## PROVIDED PASSAGE
After the Hebrew prayer traditionally spoken before undertaking study of the Torah—in translation, “Blessed are You, our eternal God, ruler of the Universe, who sanctifies us by His commandments, commanding us to engage in the words of Torah”—we began with chapter 44, verse 2. As he would throughout the class, Rabbi Walter read the verse in Hebrew and English, after which members of the class would read the comment of the earliest rabbi, discuss it, then move to the next scholar, to see what he might add, subtract, or modify.

Unlike Orthodox Jews or fundamentalist and evangelical Christians, Reform Jews generally subscribe to the modern biblical scholarship that arose in nineteenth-century German theological schools and is dominant in “mainline” Christian seminaries and the religious-studies departments of non-evangelical colleges and universities. Though they believe that the Torah is divinely inspired, they do not think that either God or Moses wrote it; instead, it was assembled over centuries from several major oral and written traditions. As one modern commentator puts it, the book “is not by God but by a people” and should be read as “a book about humanity’s understanding of and experience with God.”

## PROVIDED DATA
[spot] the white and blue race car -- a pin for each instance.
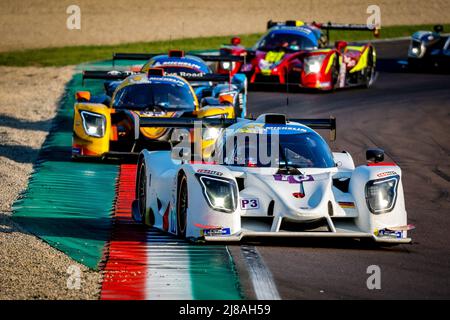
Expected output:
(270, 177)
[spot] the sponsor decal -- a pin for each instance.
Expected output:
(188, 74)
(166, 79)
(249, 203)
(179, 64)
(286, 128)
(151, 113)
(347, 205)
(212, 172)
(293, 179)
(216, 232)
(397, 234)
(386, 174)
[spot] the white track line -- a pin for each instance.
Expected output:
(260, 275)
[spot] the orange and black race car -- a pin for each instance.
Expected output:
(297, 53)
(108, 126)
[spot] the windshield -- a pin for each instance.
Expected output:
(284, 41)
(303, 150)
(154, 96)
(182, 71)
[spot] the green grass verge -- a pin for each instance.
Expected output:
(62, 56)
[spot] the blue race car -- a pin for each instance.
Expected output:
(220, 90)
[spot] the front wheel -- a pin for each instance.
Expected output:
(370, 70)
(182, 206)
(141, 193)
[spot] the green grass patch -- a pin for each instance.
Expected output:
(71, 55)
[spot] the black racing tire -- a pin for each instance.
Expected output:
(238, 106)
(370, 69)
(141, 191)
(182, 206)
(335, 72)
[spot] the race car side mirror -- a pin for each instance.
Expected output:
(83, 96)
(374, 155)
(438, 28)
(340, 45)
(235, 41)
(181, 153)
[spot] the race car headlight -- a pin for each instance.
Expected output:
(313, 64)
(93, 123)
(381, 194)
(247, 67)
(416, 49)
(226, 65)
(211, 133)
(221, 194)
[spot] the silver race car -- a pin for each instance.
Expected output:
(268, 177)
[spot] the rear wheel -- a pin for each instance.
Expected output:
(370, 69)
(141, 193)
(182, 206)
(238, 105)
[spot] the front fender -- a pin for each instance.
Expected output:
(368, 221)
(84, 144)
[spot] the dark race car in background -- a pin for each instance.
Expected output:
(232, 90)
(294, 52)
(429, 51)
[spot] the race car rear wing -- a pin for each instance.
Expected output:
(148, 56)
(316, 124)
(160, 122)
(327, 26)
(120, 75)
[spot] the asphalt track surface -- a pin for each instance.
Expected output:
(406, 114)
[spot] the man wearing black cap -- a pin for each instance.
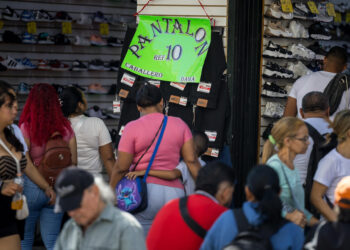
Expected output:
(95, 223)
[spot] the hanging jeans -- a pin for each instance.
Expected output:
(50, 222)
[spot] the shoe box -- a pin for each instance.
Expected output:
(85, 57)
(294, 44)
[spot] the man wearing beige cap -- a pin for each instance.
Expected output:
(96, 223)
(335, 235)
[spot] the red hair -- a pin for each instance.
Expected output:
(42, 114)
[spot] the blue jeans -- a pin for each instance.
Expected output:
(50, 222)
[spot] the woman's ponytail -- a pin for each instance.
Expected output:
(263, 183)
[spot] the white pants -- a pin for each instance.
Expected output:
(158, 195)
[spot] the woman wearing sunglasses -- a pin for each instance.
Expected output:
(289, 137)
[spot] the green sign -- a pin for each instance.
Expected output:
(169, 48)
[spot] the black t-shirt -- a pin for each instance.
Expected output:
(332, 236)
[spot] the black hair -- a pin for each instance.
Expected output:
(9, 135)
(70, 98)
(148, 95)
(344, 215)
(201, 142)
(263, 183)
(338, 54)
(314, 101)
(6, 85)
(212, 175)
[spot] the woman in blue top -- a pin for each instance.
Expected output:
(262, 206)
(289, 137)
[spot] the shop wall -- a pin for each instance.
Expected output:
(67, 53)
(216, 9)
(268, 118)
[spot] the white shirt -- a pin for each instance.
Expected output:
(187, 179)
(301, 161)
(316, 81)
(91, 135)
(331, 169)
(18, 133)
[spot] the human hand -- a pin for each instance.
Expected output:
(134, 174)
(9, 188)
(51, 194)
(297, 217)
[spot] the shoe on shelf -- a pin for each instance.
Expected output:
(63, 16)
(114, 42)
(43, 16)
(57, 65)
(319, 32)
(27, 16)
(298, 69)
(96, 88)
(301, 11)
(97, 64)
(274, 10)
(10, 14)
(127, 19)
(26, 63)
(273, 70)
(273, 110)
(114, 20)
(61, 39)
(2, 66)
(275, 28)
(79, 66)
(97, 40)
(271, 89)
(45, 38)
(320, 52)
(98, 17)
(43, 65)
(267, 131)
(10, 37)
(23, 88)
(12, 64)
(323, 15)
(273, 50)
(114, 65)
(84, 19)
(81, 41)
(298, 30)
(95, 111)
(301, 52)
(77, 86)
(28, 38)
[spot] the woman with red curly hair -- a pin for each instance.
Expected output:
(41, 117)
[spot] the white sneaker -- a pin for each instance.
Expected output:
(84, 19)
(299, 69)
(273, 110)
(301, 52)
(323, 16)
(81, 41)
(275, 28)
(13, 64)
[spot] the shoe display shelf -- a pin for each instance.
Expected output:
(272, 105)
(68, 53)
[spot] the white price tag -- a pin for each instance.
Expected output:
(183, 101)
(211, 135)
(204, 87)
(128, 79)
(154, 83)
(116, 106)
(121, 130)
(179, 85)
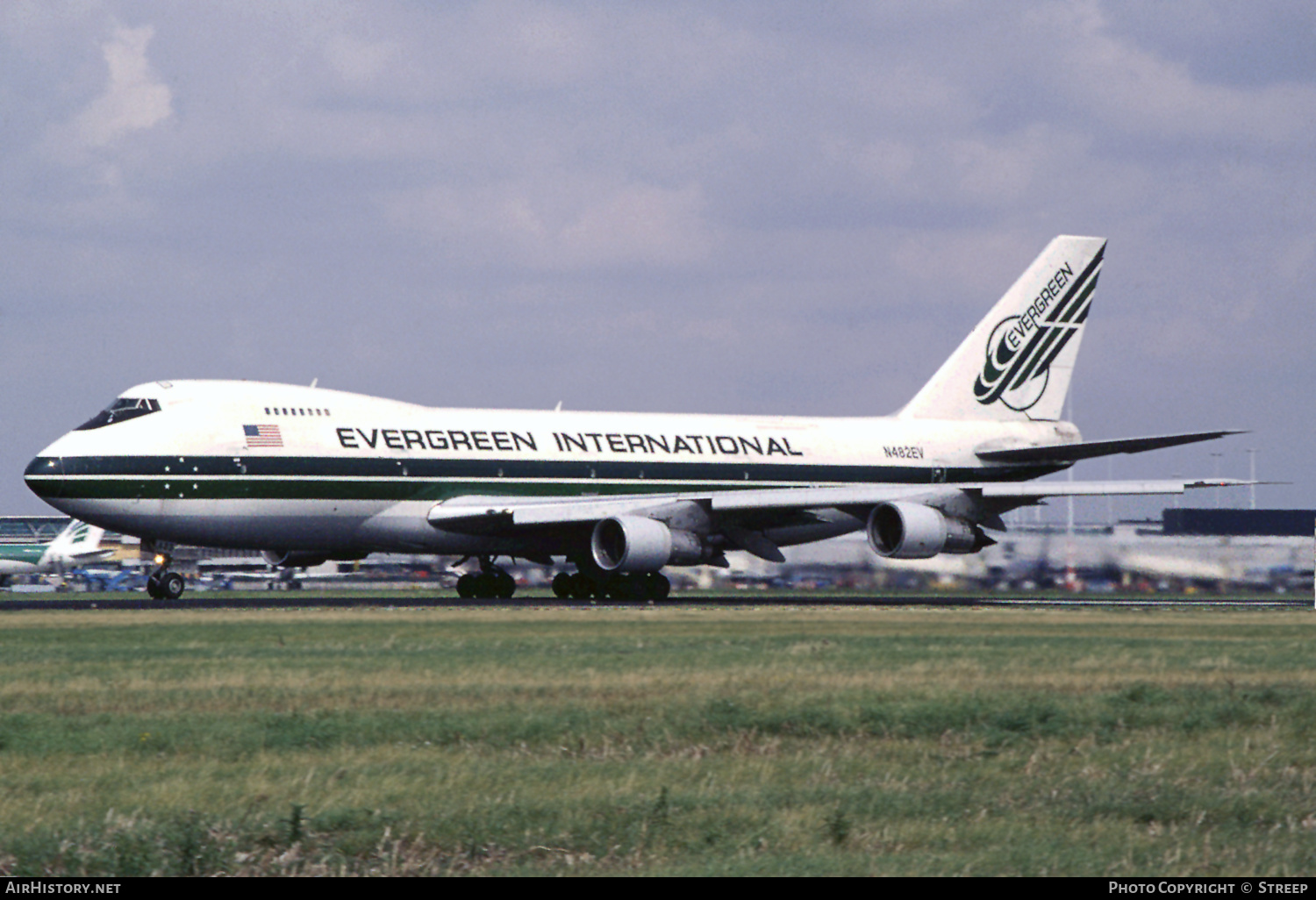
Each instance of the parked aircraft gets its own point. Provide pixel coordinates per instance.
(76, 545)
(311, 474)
* * *
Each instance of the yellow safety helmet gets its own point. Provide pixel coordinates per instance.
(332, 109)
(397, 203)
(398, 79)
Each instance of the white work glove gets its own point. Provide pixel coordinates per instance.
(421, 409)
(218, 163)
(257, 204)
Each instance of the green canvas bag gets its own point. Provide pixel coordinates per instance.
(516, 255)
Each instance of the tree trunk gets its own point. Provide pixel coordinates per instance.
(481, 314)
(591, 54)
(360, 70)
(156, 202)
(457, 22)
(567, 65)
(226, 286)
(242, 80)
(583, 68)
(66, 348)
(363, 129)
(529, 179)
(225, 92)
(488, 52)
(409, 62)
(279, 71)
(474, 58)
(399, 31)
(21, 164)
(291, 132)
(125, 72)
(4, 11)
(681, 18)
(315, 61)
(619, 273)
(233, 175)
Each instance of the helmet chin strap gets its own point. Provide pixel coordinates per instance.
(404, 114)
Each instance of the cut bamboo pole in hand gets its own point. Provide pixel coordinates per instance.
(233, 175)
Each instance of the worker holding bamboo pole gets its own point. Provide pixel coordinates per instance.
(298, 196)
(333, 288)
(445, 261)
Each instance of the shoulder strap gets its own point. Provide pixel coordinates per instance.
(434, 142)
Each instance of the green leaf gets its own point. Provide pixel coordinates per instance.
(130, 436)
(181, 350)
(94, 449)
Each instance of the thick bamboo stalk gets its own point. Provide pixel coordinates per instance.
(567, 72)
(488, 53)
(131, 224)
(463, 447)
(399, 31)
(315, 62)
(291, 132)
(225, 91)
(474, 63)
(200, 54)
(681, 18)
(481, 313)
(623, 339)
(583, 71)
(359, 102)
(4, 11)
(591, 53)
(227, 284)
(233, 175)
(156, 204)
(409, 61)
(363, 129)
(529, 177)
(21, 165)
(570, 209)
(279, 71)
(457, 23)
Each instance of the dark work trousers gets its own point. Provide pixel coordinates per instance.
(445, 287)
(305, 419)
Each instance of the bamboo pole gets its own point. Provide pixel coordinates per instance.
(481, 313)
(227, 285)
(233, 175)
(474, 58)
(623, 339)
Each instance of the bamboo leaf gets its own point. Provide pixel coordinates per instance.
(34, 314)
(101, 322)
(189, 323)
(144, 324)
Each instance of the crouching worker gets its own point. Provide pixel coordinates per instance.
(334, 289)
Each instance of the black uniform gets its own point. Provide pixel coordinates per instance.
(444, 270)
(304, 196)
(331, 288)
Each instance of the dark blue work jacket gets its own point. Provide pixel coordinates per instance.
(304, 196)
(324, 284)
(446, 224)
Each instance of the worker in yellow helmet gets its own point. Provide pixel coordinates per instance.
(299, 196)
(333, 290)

## PROMPT A
Transcribe the Torah study passage from "After the Hebrew" to "subtract, or modify.".
## PROMPT B
Decide whether each statement agrees with the Torah study passage. Answer yes or no, and quote the words from the passage that settle it.
(i) The class began with chapter 44, verse 2.
(ii) Rabbi Walter read each verse only in Hebrew.
(iii) Reform Jews generally hold that Moses wrote the Torah.
## PROMPT C
Carry the Torah study passage forward from its final sentence.

## TASK ANSWER A
After the Hebrew prayer traditionally spoken before undertaking study of the Torah—in translation, “Blessed are You, our eternal God, ruler of the Universe, who sanctifies us by His commandments, commanding us to engage in the words of Torah”—we began with chapter 44, verse 2. As he would throughout the class, Rabbi Walter read the verse in Hebrew and English, after which members of the class would read the comment of the earliest rabbi, discuss it, then move to the next scholar, to see what he might add, subtract, or modify.

## TASK ANSWER B
(i) Yes: "we began with chapter 44, verse 2"
(ii) No: "Rabbi Walter read the verse in Hebrew and English"
(iii) No: "they do not think that either God or Moses wrote it"

## TASK ANSWER C
The class understands, however, that the rabbinic commentators regarded the text as the literal word of God, absolutely free of error. “God knows,” Rabbi Walter said of their conviction, “that God didn’t make a mistake, even if you and I think a mistake was made.” Beyond that, they considered “every phrase, every word, every letter” as important and there for a reason, reflected in their admonition to “turn it and turn it, for everything will be found in it.” As a result, they felt compelled to plumb it to its farthest depth. This conviction and compulsion could inspire attention to detail that would surely escape the casual reader. In discussing verse 3 (“With the first light of morning, the men were sent off with their pack animals”), the rabbis struggled with whether dawn was just breaking or had already fully arrived, with one noting that the relevant verb was “in the active mode of the passive conjugation,” an observation that drew laughter from the class.

At one point, when I read ahead and quietly pointed out to the man sitting next to me that Malbim, a nineteenth-century figure, seemed to have solved the problem in question, he looked at me blankly. I soon learned that “Rabbi’s Rule” is not to read ahead but to encounter the material in chronological order as our scholars had done, each working with detailed knowledge of what his predecessors had written, so that we might watch the interpretation develop through the centuries, just as they had.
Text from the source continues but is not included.